- EXERCISE
Scale the material starting at the line containing "query: sheer curtain" and ending at the line containing "(147, 31), (152, 52)", both included, and give those lines again. Leave the requests and their sample coordinates unchanged, and multiply every bounding-box coordinate in the answers by 2.15, rounding to whole numbers with halves rounded up.
-- GIVEN ENTRIES start --
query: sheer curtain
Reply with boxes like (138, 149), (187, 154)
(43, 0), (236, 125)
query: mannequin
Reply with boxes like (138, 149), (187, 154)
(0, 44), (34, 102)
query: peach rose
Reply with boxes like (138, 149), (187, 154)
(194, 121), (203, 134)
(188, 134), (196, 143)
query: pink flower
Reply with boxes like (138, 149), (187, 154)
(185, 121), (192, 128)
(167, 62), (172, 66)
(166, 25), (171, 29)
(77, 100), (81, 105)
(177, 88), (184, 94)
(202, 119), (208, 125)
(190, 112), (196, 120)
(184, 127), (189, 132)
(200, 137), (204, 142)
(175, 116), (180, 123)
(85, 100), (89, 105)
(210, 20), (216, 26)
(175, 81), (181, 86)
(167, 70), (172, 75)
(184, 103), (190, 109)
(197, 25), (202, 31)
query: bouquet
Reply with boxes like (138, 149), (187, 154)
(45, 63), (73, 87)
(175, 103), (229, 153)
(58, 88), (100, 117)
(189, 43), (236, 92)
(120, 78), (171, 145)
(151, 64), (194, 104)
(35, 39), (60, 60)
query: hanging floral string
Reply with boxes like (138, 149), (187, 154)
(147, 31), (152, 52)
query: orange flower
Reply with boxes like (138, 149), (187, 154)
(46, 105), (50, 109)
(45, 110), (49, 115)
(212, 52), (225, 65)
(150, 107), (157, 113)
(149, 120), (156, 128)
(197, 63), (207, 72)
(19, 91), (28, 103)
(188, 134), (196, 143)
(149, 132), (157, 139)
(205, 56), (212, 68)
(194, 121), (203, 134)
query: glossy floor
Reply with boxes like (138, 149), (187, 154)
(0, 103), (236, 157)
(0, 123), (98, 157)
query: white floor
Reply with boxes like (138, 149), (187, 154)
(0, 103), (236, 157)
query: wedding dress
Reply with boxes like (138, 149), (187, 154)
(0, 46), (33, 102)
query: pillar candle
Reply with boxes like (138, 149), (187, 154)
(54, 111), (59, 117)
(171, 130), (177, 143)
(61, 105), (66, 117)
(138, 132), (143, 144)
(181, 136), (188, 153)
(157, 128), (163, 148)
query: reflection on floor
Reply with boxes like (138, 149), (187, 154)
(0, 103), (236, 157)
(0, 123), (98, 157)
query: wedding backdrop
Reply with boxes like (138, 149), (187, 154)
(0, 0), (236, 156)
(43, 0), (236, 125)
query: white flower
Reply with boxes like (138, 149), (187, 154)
-- GIVEN ENTRIES end --
-- GIVEN ENTRIES start --
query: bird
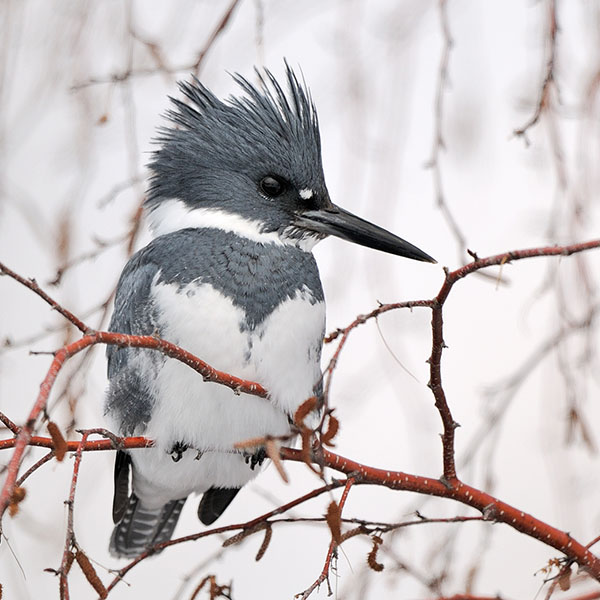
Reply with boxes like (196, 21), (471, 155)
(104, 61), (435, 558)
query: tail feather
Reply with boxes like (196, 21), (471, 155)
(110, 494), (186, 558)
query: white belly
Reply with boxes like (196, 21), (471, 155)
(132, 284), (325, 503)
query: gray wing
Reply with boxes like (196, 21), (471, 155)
-- GIVEN ENTRIES end --
- EXERCISE RESULT
query: sheer curtain
Reply with boxes like (138, 149), (187, 154)
(92, 0), (507, 269)
query: mannequin
Reply with boxes like (138, 149), (187, 154)
(0, 95), (73, 219)
query: peach rose
Reply with boxes like (138, 149), (187, 154)
(417, 260), (436, 288)
(404, 288), (421, 307)
query: pink flower
Reply with boxes like (138, 149), (187, 154)
(398, 260), (413, 275)
(359, 133), (370, 142)
(357, 54), (368, 62)
(166, 215), (174, 226)
(381, 189), (396, 202)
(434, 256), (447, 269)
(409, 241), (421, 258)
(396, 273), (406, 284)
(430, 295), (439, 305)
(376, 249), (387, 264)
(183, 215), (191, 226)
(452, 43), (464, 56)
(376, 174), (389, 185)
(359, 151), (370, 161)
(396, 221), (409, 234)
(424, 54), (434, 67)
query: bouquet
Reply with boxes like (138, 149), (187, 154)
(97, 135), (157, 187)
(376, 221), (492, 329)
(125, 189), (215, 252)
(406, 92), (507, 198)
(258, 168), (368, 312)
(325, 138), (417, 224)
(75, 84), (129, 129)
query: hanging floral string
Reply with boxes like (138, 149), (187, 154)
(316, 67), (327, 112)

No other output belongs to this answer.